**Study text**
N.K. Jemisin’s ‘The City We Became’ comes alive with metaphor
No one would dispute that cities like New York have personalities of their own, but for African-American fantasy writer N.K. Jemisin, it’s more than a metaphor. In “The City We Became,” New York City is coming to life, embodied in six avatars (who are also real people): one for each borough, and one more to represent the city as a whole.
Jemisin’s novel is really a paean to the city of New York in all its diversity, its rough spots and its idiosyncrasies. Each borough is its own person — Manhattan (“Manny”) is a hard-edged former enforcer of no determinate race, and he’s forgotten where he came from, even though he just arrived. The Bronx (Bronca Siwanoy) is a progressive gallery owner, a descendant of the Lenape people, who were the original inhabitants of the area. Brooklyn Thomason is a Black, middle-aged lesbian politician; she used to be a rapper, but now is on the city council. Queens is Padmini Prakash, — ethnically Tamil — a genius who can change reality with her mathematical formulas. None of them really like or trust each other, but they know they have to get along.
And then there’s suburban Staten Island, represented by Aislyn Houlihan, a young white woman given to panic attacks. Her father is a cop. She’s never actually been off the island and fears the rest of the city. Somehow, these five have to find each other, learn to work together and then track down and wake up the sleeping homeless graffiti artist who represents the city as a whole. They find help and power when they link with the people who represent “authentic” New York, such as Madison, a white woman who transports them around the city in a retro Checkers Cab. They also get help from the avatar of Sao Paulo, Brazil, who has shown up in town to help New York come to life.

Saved entries:
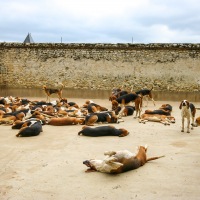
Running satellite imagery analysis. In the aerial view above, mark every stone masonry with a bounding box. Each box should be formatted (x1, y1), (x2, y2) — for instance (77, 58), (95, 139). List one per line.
(0, 43), (200, 91)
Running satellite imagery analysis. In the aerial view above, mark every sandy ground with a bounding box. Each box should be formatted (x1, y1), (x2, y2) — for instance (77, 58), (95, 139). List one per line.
(0, 98), (200, 200)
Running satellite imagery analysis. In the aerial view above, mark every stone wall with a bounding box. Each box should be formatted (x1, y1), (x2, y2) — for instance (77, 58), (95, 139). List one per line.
(0, 43), (200, 91)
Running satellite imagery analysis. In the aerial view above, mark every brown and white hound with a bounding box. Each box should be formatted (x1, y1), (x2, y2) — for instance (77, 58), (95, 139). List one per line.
(179, 100), (196, 133)
(112, 93), (142, 118)
(43, 83), (64, 102)
(135, 87), (156, 106)
(83, 146), (164, 174)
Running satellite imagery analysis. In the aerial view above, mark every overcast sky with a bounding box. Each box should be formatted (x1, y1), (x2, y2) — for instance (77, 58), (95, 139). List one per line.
(0, 0), (200, 43)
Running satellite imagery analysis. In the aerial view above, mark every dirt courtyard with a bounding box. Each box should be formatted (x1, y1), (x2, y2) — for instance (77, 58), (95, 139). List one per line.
(0, 98), (200, 200)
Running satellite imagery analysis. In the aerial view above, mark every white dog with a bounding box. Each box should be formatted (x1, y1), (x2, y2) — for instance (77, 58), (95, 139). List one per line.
(179, 100), (196, 133)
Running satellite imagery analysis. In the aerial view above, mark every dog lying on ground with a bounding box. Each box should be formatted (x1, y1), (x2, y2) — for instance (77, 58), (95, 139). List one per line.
(78, 126), (129, 137)
(139, 113), (175, 125)
(43, 83), (64, 102)
(85, 111), (118, 126)
(16, 120), (42, 137)
(83, 146), (164, 174)
(115, 106), (135, 117)
(47, 117), (85, 126)
(179, 100), (196, 133)
(109, 89), (128, 101)
(135, 87), (156, 106)
(112, 93), (142, 118)
(194, 117), (200, 127)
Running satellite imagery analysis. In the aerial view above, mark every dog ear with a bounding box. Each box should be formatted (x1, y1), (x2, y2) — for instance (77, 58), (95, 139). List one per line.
(186, 101), (190, 109)
(179, 101), (183, 109)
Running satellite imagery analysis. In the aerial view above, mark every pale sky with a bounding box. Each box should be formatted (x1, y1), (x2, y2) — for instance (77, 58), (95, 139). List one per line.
(0, 0), (200, 43)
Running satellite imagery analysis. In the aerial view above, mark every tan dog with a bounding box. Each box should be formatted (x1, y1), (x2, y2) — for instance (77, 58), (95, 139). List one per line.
(43, 83), (64, 102)
(139, 113), (175, 125)
(179, 100), (196, 133)
(47, 117), (85, 126)
(83, 146), (164, 174)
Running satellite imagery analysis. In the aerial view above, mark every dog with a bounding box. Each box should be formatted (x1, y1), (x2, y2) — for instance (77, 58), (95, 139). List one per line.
(78, 126), (129, 137)
(135, 87), (156, 106)
(87, 103), (108, 113)
(194, 117), (200, 127)
(109, 89), (128, 101)
(179, 100), (196, 133)
(85, 111), (118, 126)
(83, 146), (164, 174)
(43, 83), (64, 102)
(16, 120), (43, 137)
(115, 106), (135, 117)
(139, 113), (175, 125)
(112, 93), (142, 118)
(47, 117), (85, 126)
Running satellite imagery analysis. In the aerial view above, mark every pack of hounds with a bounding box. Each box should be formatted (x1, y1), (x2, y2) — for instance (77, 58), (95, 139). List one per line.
(0, 84), (200, 174)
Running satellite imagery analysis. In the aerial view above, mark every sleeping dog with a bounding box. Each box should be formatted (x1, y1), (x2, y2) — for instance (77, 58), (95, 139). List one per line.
(83, 146), (164, 174)
(16, 120), (42, 137)
(78, 126), (129, 137)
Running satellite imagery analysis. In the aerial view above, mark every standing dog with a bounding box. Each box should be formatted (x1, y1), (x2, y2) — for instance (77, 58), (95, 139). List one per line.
(179, 100), (196, 133)
(112, 93), (142, 118)
(43, 83), (64, 102)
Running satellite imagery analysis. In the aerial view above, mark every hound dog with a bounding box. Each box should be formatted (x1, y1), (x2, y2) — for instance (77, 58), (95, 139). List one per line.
(78, 126), (129, 137)
(194, 117), (200, 127)
(16, 120), (43, 137)
(43, 83), (64, 102)
(85, 111), (118, 126)
(47, 117), (85, 126)
(83, 146), (164, 174)
(135, 87), (156, 106)
(139, 113), (175, 125)
(112, 93), (142, 118)
(115, 106), (135, 117)
(109, 89), (128, 101)
(87, 103), (108, 113)
(179, 100), (196, 133)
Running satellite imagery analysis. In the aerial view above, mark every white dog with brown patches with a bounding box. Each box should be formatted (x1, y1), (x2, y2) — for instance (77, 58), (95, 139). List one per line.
(179, 100), (196, 133)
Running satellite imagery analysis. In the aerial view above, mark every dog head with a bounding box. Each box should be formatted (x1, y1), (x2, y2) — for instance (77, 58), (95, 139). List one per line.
(179, 100), (190, 109)
(83, 157), (123, 173)
(112, 100), (119, 110)
(193, 117), (200, 127)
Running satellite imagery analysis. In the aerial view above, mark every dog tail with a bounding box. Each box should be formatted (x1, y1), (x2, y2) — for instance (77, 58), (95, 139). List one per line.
(150, 85), (153, 91)
(78, 130), (82, 135)
(147, 156), (165, 162)
(60, 83), (64, 90)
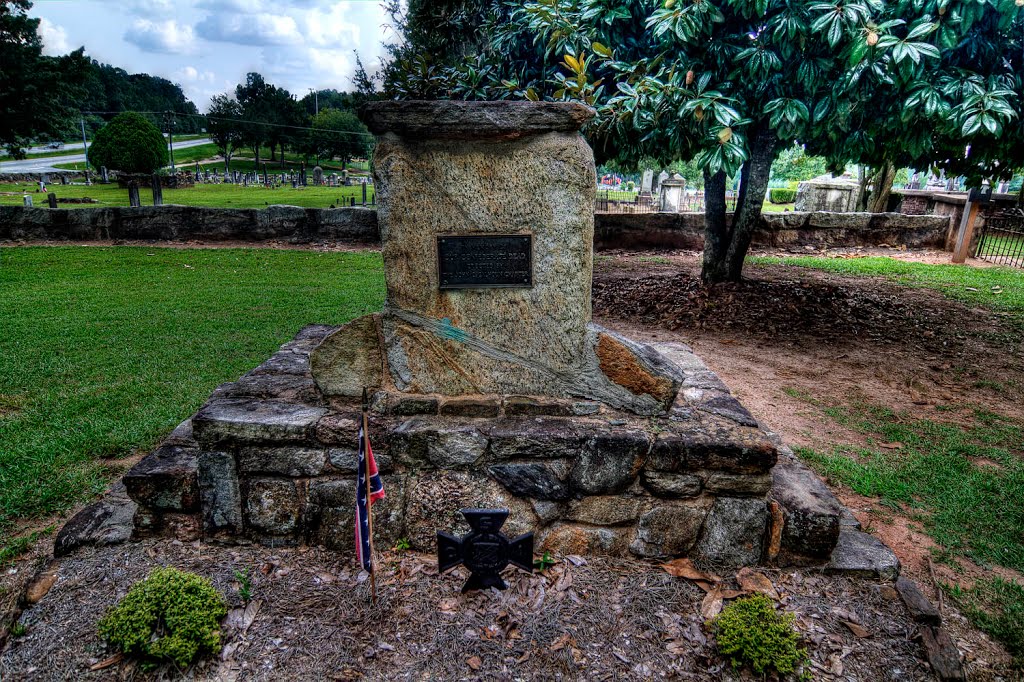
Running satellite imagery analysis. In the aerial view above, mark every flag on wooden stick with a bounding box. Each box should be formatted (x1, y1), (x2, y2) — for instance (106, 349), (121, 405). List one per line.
(355, 389), (384, 573)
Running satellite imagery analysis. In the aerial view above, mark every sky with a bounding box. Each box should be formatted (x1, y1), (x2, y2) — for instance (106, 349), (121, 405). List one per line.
(30, 0), (394, 112)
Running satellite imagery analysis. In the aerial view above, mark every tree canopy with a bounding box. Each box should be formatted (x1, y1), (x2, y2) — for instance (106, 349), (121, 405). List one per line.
(385, 0), (1024, 282)
(89, 112), (167, 173)
(0, 0), (86, 158)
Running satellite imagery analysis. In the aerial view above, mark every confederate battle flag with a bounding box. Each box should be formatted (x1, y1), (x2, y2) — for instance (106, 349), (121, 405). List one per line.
(355, 413), (384, 573)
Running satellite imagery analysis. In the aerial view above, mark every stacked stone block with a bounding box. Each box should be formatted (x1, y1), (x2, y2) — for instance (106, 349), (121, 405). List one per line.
(125, 327), (777, 565)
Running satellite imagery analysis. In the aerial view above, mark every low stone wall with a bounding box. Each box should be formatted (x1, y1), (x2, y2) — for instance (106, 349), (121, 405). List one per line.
(124, 326), (819, 566)
(0, 205), (379, 243)
(594, 211), (949, 250)
(0, 204), (955, 250)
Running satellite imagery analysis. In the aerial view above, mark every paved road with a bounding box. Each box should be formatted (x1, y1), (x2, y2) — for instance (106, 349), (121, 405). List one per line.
(0, 137), (210, 173)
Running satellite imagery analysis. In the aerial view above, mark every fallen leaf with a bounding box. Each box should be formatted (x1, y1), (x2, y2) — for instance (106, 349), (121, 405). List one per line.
(89, 653), (125, 670)
(700, 586), (722, 621)
(736, 567), (778, 600)
(548, 633), (572, 651)
(662, 557), (722, 583)
(25, 573), (57, 604)
(843, 621), (871, 638)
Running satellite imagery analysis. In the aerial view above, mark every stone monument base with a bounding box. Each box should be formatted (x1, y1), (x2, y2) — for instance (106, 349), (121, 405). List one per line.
(114, 326), (839, 565)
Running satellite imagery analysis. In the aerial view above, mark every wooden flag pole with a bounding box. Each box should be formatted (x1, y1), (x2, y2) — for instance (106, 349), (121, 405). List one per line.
(362, 387), (377, 606)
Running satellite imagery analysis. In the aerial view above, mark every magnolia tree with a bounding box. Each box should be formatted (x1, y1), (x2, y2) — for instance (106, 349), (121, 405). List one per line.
(386, 0), (1024, 283)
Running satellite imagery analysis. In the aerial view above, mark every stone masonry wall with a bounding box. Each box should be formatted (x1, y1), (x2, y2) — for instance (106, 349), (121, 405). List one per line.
(124, 326), (782, 565)
(0, 205), (955, 250)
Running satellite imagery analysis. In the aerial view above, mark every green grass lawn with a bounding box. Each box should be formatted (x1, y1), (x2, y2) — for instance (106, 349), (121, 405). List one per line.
(0, 182), (374, 210)
(750, 256), (1024, 326)
(765, 251), (1024, 667)
(0, 247), (384, 557)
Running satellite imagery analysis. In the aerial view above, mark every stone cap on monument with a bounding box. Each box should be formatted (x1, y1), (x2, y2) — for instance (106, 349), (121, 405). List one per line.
(359, 100), (595, 139)
(311, 101), (680, 415)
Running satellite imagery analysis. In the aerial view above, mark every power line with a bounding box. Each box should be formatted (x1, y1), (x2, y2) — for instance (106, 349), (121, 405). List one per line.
(82, 110), (374, 139)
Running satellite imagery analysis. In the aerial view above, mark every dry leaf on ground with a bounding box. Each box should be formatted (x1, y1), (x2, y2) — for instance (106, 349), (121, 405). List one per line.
(736, 567), (778, 600)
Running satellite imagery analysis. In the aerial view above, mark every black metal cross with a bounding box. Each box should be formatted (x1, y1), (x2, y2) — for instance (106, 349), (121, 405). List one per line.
(437, 509), (534, 592)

**Requirement 1**
Reproduce word for word the part of the review of "The City We Became" that opens with the words containing "N.K. Jemisin’s ‘The" and closes with "represent the city as a whole.".
**Requirement 2**
In the review of "The City We Became," what vehicle does Madison use to transport the avatars around the city?
The rows have no role in this exercise.

**Final answer 1**
N.K. Jemisin’s ‘The City We Became’ comes alive with metaphor
No one would dispute that cities like New York have personalities of their own, but for African-American fantasy writer N.K. Jemisin, it’s more than a metaphor. In “The City We Became,” New York City is coming to life, embodied in six avatars (who are also real people): one for each borough, and one more to represent the city as a whole.

**Final answer 2**
A retro Checkers Cab.